JOBS →
- 1) Do these statements agree with the Mutex commit message? Answer yes or no for each and quote the words that decide it. (a) The change resolves the ReaderWriterMutex issue. (b) Benchmarks showed a statistically significant improvement. (c) Some CHECK_GE checks are replaced with CHECK_GT.
- 2) Which specific code changes does the Mutex commit message describe in the paragraphs after its title line? List every one.
- 3) According to the Mutex commit message, what is the problem with passing -1 as the first FUTEX_WAKE argument?

Speed up and slightly simplify Mutex

Eliminate the separate seqentially consistent contention counter load
in Mutex::ExclusiveUnlock by putting the contenion counter in the
Mutex's state word.

Replace some CHECK_GE checks with CHECK_GT. We were checking quantities
intended to be non-negative against >= 0 just before decrementing them.

Remove a pointless volatile declaration.

Introduce constants for the first FUTEX_WAKE argument. Remove all uses
of -1 as that argument, everywhere in ART. It appears to work, but the
documentation says it's wrong.

This does not yet address the ReaderWriterMutex issue, which is handled
in a different way in a separate CL.

Benchmark runs with and without this CL weakly suggest a tiny, not
statistically significant, improvement in both time and space with this
CL.

Bug: 111835365
Test: Build and boot AOSP. TreeHugger.

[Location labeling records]

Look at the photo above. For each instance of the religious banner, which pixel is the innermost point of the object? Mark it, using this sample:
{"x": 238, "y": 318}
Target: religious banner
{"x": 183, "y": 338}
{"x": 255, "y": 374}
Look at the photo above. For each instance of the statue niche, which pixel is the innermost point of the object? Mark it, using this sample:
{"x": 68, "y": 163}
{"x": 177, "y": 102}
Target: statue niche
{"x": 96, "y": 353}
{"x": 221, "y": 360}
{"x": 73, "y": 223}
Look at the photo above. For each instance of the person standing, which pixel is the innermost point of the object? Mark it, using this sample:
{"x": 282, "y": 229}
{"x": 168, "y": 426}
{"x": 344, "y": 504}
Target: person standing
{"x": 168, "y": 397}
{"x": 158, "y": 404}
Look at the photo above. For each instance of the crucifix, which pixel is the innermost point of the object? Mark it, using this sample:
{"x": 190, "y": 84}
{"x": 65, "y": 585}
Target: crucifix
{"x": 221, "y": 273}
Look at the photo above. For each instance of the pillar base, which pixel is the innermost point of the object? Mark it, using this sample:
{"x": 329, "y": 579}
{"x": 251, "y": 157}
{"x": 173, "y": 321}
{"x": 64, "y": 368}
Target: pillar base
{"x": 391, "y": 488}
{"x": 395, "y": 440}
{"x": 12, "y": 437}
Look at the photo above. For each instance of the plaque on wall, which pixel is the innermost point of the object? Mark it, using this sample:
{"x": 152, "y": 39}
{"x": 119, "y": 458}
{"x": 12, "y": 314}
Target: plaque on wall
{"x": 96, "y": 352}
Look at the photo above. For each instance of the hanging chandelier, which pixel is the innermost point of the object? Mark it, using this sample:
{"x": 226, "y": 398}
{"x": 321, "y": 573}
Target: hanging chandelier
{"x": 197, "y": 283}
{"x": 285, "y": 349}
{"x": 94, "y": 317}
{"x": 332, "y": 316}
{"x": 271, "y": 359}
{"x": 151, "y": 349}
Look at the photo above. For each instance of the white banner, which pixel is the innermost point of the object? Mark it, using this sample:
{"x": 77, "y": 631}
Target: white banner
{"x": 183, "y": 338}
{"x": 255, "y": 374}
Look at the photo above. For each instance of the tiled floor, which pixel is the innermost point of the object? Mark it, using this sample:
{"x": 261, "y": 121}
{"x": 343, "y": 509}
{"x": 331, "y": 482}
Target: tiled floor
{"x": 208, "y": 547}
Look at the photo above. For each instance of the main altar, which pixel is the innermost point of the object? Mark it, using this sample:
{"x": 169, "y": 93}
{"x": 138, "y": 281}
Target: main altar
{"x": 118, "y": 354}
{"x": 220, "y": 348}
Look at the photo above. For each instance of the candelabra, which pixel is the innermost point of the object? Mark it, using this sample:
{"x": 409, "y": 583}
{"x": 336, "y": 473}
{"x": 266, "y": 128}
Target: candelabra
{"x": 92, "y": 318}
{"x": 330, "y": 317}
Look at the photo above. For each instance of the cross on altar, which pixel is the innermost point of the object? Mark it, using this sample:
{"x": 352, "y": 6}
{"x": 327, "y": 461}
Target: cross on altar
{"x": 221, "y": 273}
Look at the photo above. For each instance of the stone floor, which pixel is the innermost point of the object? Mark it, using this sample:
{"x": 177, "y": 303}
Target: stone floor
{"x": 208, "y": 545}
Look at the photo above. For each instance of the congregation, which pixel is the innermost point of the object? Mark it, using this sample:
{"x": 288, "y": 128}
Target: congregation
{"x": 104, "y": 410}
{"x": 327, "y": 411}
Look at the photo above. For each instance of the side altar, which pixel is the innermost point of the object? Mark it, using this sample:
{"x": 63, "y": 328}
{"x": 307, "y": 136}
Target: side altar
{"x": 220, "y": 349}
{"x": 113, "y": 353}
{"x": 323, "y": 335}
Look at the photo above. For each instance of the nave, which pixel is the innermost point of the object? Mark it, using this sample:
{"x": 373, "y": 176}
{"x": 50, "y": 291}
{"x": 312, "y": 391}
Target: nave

SOLUTIONS TO EACH TASK →
- 1)
(a) No: "This does not yet address the ReaderWriterMutex issue"
(b) No: "a tiny, not statistically significant, improvement"
(c) Yes: "Replace some CHECK_GE checks with CHECK_GT."

- 2)
1. Eliminating the separate sequentially consistent contention counter load in Mutex::ExclusiveUnlock by putting the counter in the Mutex's state word
2. Replacing some CHECK_GE checks with CHECK_GT
3. Removing a pointless volatile declaration
4. Introducing constants for the first FUTEX_WAKE argument
5. Removing all uses of -1 as that argument everywhere in ART

- 3) It appears to work, but the documentation says it's wrong.